• EXERCISE DETAILS
Reproduce every record below, character by character.

*** RECORDS FOR THIS TASK ***

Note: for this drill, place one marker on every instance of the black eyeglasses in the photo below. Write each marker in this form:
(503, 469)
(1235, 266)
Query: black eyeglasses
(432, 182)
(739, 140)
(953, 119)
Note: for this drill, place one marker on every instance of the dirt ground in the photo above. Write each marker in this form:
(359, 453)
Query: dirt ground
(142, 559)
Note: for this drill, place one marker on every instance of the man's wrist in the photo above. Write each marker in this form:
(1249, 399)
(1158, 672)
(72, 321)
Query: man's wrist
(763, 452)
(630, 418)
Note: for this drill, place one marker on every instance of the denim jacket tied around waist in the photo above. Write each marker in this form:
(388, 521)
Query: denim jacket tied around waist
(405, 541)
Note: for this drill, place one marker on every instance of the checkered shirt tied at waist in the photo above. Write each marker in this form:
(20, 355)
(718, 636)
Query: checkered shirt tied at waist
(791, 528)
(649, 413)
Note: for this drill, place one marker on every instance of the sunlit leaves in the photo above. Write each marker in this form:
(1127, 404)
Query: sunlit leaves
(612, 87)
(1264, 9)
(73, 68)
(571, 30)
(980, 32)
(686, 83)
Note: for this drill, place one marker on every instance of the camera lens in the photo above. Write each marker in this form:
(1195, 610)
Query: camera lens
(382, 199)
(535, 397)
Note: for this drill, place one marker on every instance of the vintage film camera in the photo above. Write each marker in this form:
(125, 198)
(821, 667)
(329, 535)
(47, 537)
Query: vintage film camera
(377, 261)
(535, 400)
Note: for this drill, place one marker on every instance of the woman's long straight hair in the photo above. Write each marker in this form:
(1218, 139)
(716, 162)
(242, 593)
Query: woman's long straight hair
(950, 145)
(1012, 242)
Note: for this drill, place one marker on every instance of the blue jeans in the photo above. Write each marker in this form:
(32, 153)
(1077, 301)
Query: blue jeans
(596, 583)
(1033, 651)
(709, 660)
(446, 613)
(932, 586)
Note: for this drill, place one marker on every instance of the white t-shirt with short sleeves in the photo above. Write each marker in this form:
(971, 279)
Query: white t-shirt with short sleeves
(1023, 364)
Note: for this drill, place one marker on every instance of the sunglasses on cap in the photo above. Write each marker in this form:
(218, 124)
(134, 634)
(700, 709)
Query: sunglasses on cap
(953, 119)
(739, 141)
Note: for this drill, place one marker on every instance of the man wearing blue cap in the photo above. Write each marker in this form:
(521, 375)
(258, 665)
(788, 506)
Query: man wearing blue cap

*** End of RECORDS FOR THIS TASK ***

• OUTPUT FOR THIS EXERCISE
Note: for this drill, place one marker on every instance of the black eyeglasses in the photo below. Write each marker in this form:
(503, 469)
(1235, 266)
Query: black eyeglasses
(432, 182)
(739, 140)
(953, 119)
Note: for this drill, place one marker on every instance of the dirt ground in the photo above. Write each marker in this form:
(359, 453)
Query: dirt ground
(142, 559)
Note: for this drill, place one marker on every instance of the man's wrist in the photo above. Write each marker in this form:
(1249, 399)
(1158, 672)
(72, 321)
Query: man's wrist
(763, 452)
(630, 418)
Note: for this drill, place one marker on every instance of the denim jacket tied around waist in the photo above. Write each marker in this form:
(388, 521)
Query: denim jacket tied around waist
(405, 541)
Note: for this drill, place one marker on every instance of the checkered shirt tied at waist in the photo above. Write each marker in this form:
(20, 355)
(718, 636)
Query: checkered shirt tied at waist
(791, 528)
(649, 413)
Note: for this drill, place one marker on every instance of the sunlit leaves in the photo above. Write each marker in this form:
(1127, 404)
Query: sunlit leaves
(612, 87)
(1264, 9)
(73, 68)
(571, 30)
(980, 32)
(686, 83)
Note: for this drill, place one marker on every instance of the camera lens in the photo above. Write each marker in this form:
(1195, 610)
Query: camera lens
(382, 199)
(535, 397)
Note: for this drill, place one marker on every instance of the vintage film camera in the photo above. Write each marker in this form:
(125, 198)
(821, 667)
(329, 535)
(47, 537)
Query: vintage film camera
(377, 261)
(535, 400)
Note: for this drill, place one marker on every instance of the woman's long straight hair in the photo above. Write each marker in this form:
(1218, 139)
(716, 162)
(242, 593)
Query: woman's long straight hair
(950, 145)
(1012, 242)
Note: for this drill, place one marker on every instance of the blue jeans in the photo above. Write each marker in this form:
(32, 153)
(1077, 301)
Query: blue jeans
(596, 583)
(1033, 651)
(709, 660)
(446, 613)
(932, 586)
Note: for this drill, place one marker on every instance of the white t-shirt with short sleeves in the photo above. Write each marker in this form:
(971, 279)
Query: white t-shirt with short sleeves
(1023, 364)
Note: for this drill, place one marker on every instance of the sunglasses on cap in the photo above. Write each marker in this form:
(218, 124)
(134, 634)
(700, 709)
Query: sunglasses on cap
(953, 119)
(739, 141)
Note: for this drill, place one marker on every instance of the man wearing blue cap in the photo above. Write each marker in this form:
(521, 375)
(258, 665)
(788, 506)
Query: man wearing blue cap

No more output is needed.